▶ **To-do list**:
• a. List every village that the passage about Heule below names as surrounding Heule.
• b. Please rewrite the paragraph of the passage about Heule that begins "The popular song" as a short bulleted list, keeping its main facts.

──────── Source extract

Heule is a submunicipality of the city of Kortrijk in the Belgian province of West Flanders. The first notion of this settlement date of the year 1111. Heule has a surface of 1169h and has a population of 10,503 (2009). Surrounding villages of Heule are Bissegem, Gullegem, Lendelede and Kuurne. Between Kuurne, Lendelede and Heule there's also the settlement Sente (Saint-Katherine).

Name 

It's said that the city's name is derived from the current that runs through Heule, namely the Heulebeek. Another opinion is that it's derived from the words geul or geule which is the ditch in which the current flows.

Sights 

 In the public garden there's a set of tree rare baldcypresses (Taxodium distichum).
 The Preetjes Molen, the only flax attrition mill in Europe, can be found in Heule.
 Until 2001, the Curiosamuseum founded by Antoon Vanneste was established in the Peperstraat.

Culture 

The popular song 'Tineke van Heule' thanks its name to the village. Every year in the second weekend of September, the Tinekesfeesten are organized in the village. Also the ward Heule-Watermolen organizes these elections of Tineke.

────────────────
──────── Provided material

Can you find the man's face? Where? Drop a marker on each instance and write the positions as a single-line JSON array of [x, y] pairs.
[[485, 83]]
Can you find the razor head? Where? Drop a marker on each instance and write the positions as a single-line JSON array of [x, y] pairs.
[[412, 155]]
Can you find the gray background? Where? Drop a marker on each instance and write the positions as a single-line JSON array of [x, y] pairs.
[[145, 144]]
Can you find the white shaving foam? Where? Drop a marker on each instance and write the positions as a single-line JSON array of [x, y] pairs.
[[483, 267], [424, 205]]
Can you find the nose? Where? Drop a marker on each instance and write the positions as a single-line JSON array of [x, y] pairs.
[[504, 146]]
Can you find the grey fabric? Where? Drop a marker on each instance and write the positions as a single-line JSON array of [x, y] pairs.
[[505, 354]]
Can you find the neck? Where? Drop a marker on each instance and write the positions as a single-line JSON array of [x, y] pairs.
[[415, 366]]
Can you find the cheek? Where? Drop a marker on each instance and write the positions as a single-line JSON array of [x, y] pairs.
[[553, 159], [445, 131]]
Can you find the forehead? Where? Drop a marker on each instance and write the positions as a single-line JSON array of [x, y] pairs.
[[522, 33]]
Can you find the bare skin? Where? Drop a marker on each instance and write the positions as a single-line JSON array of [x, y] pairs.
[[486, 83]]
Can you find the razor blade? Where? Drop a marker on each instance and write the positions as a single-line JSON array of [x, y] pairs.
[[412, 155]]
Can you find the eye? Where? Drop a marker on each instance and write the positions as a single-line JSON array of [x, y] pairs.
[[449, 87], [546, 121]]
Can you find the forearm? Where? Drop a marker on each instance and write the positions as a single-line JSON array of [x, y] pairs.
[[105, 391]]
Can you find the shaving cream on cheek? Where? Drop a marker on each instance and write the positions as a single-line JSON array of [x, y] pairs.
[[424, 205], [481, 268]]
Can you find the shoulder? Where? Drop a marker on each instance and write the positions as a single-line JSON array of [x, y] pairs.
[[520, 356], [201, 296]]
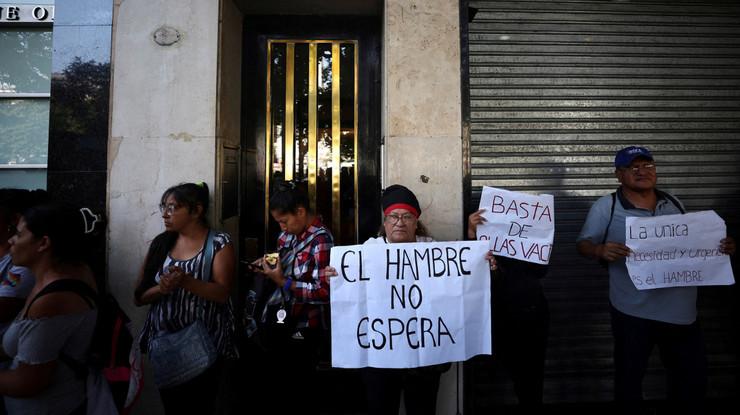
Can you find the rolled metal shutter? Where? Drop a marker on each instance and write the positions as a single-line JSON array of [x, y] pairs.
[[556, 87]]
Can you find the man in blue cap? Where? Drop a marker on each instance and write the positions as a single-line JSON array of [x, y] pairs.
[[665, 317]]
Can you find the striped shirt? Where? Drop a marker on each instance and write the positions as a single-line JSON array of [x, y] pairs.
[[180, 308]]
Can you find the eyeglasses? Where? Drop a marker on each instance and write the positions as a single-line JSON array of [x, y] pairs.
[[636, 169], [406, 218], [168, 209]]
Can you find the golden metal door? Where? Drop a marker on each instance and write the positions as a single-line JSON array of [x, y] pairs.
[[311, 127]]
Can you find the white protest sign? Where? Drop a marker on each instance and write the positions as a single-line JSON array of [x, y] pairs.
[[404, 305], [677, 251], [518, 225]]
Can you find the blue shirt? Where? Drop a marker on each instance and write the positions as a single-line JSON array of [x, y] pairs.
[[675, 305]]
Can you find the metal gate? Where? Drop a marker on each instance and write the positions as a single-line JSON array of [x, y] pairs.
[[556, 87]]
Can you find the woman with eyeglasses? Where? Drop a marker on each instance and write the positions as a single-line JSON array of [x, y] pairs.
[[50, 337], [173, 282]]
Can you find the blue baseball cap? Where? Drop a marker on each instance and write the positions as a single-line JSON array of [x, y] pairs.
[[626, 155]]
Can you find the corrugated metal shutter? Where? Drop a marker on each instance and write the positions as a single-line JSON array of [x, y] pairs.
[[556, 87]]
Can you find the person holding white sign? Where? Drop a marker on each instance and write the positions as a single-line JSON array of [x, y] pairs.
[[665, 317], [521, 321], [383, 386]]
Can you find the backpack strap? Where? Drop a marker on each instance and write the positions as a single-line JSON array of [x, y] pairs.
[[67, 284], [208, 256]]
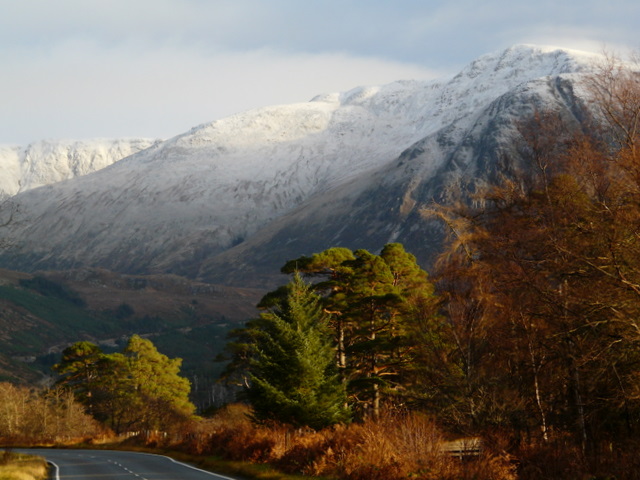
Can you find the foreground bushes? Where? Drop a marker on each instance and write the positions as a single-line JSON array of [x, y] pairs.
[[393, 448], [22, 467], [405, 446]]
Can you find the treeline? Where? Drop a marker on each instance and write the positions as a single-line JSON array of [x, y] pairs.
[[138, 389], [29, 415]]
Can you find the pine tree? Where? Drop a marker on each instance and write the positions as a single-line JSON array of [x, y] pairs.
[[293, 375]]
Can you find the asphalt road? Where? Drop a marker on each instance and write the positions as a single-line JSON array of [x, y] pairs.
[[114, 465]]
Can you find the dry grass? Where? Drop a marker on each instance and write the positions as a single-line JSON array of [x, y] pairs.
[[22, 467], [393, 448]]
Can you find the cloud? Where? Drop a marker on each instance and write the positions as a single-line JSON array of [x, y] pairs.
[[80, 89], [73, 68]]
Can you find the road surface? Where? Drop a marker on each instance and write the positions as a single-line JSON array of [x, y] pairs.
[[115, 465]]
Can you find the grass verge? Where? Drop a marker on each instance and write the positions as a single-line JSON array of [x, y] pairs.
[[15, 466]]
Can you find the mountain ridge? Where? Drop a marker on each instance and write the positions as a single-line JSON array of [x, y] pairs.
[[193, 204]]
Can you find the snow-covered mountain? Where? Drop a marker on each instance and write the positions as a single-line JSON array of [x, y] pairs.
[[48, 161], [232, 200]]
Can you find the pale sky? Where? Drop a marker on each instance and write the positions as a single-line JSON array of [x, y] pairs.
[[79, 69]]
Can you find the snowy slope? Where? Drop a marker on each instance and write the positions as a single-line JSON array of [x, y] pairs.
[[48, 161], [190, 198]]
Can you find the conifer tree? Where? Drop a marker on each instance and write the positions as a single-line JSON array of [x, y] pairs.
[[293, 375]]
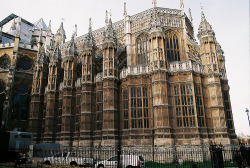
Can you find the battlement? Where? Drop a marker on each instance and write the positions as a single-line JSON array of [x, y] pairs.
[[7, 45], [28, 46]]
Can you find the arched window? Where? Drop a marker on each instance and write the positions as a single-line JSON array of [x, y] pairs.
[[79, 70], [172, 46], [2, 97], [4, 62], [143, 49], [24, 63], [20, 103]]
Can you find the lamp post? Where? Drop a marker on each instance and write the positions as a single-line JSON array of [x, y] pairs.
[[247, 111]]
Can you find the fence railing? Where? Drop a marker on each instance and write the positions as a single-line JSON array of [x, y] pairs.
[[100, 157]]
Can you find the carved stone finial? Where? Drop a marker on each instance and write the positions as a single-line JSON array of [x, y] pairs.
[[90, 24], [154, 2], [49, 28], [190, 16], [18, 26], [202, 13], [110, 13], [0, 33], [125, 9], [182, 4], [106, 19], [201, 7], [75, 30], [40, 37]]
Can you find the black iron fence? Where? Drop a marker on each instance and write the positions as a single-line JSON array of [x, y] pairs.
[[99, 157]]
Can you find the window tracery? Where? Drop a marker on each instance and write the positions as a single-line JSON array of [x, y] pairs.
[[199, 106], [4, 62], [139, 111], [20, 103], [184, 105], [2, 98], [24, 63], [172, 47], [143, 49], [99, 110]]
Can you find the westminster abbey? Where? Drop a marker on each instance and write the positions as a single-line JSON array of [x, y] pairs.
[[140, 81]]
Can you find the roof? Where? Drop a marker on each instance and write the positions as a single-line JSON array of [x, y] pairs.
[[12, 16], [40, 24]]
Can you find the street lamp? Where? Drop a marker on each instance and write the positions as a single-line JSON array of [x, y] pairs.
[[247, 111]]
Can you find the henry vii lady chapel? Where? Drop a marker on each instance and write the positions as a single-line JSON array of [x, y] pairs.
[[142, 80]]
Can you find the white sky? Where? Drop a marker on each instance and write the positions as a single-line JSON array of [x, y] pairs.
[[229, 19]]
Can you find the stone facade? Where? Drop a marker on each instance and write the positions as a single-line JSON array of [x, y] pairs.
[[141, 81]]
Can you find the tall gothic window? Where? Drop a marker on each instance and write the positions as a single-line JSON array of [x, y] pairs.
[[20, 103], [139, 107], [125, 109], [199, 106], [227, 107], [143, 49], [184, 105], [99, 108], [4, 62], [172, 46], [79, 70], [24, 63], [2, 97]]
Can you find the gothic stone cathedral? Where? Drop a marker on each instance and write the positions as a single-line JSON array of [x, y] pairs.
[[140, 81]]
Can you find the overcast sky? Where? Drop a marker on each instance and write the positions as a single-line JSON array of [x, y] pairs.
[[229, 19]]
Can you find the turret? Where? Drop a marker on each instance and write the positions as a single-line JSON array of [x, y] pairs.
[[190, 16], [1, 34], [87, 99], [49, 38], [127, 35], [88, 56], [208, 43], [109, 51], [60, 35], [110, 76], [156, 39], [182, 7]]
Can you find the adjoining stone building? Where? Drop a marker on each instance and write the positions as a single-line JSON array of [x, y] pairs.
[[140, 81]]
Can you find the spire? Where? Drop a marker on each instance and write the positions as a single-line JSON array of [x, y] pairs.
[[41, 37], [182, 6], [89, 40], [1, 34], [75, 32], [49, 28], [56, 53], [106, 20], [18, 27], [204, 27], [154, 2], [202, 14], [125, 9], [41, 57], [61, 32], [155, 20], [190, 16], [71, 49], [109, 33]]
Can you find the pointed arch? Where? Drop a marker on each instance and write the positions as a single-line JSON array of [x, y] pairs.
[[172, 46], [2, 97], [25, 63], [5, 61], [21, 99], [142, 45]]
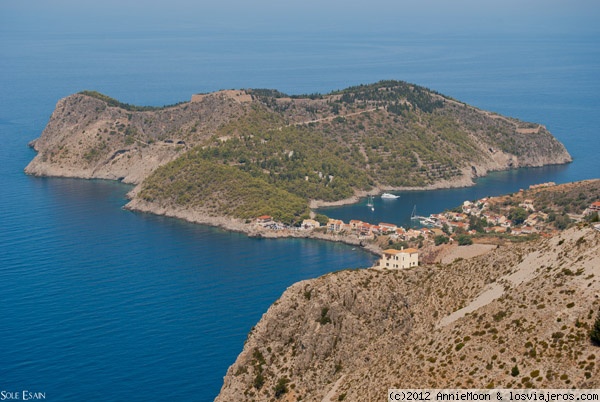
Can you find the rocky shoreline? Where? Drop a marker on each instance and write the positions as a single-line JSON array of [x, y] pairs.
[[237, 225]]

────────────────

▶ **Response list**:
• a. Bissegem, Gullegem, Lendelede, Kuurne

• b.
- The popular song "Tineke van Heule" is named after the village.
- The Tinekesfeesten are held in the village every year on the second weekend of September.
- The Heule-Watermolen ward also organizes these Tineke elections.